Stored entries:
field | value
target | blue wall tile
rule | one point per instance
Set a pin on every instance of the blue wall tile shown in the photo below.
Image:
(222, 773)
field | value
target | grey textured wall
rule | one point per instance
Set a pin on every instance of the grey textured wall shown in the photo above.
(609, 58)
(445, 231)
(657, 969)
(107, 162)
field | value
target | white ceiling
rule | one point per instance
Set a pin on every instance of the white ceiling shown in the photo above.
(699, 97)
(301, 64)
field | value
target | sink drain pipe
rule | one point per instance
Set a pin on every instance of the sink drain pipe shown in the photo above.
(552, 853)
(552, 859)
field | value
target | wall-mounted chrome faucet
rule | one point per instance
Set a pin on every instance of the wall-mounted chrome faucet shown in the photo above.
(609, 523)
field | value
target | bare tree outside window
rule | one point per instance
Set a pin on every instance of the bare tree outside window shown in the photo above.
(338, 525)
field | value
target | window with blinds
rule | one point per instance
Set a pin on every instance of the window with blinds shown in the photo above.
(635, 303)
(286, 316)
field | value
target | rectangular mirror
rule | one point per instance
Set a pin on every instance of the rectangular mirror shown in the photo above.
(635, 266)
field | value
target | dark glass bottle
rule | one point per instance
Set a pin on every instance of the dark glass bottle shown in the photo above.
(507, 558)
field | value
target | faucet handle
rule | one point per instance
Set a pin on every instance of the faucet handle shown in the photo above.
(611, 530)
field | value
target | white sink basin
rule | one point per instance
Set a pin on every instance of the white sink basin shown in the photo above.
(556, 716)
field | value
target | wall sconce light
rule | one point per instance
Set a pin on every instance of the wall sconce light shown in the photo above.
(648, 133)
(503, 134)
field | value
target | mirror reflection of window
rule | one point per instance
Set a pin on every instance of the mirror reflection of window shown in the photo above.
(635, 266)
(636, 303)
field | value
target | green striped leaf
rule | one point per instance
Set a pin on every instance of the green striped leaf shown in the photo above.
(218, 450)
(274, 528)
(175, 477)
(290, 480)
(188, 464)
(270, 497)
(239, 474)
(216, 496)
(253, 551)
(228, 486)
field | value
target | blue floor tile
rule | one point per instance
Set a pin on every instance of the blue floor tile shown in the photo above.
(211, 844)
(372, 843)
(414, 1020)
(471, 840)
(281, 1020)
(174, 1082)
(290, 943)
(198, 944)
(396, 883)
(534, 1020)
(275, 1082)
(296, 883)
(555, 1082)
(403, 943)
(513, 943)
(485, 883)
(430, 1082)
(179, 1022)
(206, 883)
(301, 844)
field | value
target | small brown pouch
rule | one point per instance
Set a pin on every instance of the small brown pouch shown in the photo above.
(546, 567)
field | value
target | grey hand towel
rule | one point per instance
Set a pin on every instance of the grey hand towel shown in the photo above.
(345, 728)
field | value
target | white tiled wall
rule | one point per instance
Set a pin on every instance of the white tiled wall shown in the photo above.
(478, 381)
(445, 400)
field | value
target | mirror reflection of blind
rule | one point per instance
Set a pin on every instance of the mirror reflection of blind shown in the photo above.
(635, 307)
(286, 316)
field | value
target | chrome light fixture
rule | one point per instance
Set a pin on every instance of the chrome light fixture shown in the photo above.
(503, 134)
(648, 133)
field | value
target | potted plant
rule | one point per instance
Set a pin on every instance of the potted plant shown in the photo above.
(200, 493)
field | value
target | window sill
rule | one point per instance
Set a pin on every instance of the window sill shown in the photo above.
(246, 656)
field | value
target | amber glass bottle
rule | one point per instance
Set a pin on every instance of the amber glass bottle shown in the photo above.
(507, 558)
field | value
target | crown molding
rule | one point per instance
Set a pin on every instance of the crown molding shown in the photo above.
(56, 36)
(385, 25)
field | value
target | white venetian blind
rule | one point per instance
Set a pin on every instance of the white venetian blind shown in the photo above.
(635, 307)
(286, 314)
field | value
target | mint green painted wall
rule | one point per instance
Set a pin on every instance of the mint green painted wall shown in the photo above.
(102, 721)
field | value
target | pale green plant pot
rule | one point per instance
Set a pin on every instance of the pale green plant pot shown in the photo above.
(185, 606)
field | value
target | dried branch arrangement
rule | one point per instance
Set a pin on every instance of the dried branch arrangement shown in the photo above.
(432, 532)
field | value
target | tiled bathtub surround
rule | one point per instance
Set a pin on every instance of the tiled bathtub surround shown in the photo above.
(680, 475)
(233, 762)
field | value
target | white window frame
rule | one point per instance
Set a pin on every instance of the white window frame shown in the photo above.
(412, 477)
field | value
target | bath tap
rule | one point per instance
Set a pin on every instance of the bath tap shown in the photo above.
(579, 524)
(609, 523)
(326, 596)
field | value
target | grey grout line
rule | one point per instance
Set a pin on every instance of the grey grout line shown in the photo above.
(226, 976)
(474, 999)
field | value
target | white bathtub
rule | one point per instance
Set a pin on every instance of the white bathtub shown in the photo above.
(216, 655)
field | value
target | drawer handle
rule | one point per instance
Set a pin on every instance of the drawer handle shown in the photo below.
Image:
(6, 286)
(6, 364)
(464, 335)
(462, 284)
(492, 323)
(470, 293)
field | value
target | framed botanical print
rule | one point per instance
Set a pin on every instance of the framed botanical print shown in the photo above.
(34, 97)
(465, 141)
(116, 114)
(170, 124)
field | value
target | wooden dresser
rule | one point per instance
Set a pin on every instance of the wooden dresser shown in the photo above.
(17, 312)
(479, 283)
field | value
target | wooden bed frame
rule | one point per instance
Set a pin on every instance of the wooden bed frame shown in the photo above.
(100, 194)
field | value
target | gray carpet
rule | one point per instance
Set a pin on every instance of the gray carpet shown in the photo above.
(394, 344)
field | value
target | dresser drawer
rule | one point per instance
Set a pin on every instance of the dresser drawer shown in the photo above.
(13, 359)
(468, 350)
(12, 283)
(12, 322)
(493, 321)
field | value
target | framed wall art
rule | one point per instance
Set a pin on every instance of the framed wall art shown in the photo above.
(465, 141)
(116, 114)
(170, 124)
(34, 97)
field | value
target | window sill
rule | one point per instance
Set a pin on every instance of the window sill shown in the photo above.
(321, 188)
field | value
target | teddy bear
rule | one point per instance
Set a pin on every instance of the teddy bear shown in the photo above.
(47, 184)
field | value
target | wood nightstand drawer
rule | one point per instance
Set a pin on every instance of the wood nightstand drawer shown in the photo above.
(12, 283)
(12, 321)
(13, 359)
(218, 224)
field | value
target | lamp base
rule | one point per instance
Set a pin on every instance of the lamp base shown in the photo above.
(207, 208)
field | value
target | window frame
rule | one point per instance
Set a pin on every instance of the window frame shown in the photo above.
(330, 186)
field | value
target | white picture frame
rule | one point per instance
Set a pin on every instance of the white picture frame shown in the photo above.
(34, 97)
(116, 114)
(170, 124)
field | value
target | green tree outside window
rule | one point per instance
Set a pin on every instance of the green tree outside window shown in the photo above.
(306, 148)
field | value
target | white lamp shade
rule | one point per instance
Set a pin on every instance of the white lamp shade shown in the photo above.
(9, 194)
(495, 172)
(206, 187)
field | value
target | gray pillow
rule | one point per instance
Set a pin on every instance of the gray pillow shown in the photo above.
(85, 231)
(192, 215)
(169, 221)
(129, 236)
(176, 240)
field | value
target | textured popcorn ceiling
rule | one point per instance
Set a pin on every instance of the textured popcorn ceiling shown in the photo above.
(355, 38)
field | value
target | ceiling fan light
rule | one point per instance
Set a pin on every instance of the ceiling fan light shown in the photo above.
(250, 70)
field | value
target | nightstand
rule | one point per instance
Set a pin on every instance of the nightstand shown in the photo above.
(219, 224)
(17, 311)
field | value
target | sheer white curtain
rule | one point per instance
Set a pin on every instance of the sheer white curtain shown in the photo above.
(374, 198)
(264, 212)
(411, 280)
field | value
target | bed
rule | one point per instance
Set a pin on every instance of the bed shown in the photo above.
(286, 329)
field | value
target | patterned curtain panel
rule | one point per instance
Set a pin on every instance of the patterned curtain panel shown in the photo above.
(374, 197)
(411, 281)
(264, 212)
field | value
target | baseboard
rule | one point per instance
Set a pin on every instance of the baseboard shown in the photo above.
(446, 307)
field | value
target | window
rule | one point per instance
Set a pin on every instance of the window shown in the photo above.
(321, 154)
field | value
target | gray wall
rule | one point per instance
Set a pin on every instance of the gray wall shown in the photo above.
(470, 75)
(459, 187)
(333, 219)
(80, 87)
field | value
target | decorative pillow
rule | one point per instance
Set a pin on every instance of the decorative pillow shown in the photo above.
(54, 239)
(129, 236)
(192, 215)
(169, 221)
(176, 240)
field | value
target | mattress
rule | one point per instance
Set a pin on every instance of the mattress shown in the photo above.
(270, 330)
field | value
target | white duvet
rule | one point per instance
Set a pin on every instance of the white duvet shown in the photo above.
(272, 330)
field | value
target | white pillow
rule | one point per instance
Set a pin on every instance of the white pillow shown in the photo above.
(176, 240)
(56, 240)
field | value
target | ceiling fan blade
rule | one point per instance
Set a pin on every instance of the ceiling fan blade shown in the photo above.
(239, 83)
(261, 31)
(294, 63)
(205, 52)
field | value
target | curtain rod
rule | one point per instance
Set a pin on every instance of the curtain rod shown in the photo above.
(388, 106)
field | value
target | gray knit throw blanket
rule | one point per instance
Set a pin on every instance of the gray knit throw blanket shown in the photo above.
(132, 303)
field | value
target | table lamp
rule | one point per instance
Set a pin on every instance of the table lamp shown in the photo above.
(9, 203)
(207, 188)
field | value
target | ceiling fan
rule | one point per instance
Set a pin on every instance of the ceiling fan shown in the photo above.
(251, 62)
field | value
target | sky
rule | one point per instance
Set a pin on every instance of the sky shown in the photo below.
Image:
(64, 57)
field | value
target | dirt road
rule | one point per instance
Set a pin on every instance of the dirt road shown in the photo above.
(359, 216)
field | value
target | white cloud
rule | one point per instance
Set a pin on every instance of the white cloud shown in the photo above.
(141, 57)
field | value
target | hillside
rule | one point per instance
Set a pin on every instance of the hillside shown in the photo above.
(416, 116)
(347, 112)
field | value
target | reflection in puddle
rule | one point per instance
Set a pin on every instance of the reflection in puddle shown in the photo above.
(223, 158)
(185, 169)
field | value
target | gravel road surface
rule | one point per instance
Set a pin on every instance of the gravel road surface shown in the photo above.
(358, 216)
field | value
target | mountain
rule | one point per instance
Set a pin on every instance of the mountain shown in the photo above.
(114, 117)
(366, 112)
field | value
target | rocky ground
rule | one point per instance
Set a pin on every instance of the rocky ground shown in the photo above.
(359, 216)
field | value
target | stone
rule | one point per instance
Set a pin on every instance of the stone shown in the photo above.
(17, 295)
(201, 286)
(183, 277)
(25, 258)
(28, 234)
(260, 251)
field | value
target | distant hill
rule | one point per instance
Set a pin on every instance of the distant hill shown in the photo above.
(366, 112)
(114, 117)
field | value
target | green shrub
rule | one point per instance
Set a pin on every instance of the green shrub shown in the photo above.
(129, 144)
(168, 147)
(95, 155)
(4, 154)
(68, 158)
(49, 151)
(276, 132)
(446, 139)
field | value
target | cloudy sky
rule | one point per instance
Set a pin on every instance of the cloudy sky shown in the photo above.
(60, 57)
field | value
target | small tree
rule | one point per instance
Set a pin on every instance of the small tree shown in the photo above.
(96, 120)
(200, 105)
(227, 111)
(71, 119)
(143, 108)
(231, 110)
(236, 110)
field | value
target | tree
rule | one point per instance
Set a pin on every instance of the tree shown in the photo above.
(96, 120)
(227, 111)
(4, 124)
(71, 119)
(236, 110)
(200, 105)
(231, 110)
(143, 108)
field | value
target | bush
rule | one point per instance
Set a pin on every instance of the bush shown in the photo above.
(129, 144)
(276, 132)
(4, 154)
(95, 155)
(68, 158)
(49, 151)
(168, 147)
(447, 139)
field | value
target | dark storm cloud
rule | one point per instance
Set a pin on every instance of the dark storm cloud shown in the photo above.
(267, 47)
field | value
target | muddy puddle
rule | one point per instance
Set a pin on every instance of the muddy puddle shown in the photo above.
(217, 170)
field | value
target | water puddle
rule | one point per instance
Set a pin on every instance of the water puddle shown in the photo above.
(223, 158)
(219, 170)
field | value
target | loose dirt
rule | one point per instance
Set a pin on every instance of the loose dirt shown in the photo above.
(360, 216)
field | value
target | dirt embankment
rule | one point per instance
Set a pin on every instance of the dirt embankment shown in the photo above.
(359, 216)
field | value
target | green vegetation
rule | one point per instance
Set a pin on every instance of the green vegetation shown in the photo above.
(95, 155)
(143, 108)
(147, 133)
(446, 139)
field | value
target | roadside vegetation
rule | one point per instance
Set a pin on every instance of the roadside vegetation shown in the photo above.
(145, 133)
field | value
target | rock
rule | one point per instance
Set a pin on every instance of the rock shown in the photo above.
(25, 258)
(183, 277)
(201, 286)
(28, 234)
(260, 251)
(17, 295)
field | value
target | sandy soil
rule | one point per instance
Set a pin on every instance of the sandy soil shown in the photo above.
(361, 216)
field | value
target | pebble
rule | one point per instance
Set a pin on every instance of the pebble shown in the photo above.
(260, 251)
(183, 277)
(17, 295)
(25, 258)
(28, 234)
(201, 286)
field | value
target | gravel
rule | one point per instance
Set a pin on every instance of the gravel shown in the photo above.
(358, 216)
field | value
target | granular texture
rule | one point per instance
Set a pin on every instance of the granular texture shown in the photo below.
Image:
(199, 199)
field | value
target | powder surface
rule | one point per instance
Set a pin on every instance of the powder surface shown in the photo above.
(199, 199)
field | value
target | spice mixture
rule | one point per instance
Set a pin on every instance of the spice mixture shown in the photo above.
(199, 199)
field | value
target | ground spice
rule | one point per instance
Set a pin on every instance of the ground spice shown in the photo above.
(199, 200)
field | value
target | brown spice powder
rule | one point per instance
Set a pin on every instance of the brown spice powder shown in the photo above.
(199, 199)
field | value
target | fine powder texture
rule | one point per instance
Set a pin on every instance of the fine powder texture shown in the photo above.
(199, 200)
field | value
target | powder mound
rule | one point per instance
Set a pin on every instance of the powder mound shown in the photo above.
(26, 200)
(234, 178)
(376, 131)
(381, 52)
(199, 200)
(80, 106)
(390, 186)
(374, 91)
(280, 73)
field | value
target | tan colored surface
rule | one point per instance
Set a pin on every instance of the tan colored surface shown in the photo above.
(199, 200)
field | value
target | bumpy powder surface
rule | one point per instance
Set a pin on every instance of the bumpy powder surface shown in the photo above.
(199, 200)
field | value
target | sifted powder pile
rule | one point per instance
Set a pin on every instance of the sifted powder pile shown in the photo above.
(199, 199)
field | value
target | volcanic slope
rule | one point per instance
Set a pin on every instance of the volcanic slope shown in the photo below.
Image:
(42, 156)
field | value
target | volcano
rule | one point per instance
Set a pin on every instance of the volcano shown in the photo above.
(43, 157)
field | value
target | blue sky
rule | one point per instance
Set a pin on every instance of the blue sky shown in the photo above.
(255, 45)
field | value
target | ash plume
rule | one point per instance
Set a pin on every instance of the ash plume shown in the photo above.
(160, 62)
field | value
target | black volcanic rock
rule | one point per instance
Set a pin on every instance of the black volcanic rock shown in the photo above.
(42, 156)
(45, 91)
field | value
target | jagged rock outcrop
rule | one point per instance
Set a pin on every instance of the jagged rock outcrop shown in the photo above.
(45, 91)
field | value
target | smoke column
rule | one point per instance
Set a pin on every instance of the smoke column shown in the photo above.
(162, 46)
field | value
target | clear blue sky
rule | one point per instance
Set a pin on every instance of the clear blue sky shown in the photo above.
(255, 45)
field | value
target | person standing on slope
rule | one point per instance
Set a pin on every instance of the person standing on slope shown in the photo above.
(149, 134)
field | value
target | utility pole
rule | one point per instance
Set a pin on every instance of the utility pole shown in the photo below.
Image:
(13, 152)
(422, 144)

● **Instructions to follow**:
Gather every line of the entries above that contains the string "gravel", and copy each of those lines out in full.

● **Answer to the task**:
target | gravel road surface
Set a pin on every instance of the gravel road surface shown in the photo above.
target | gravel
Set a pin on every instance of the gravel shown in the photo above.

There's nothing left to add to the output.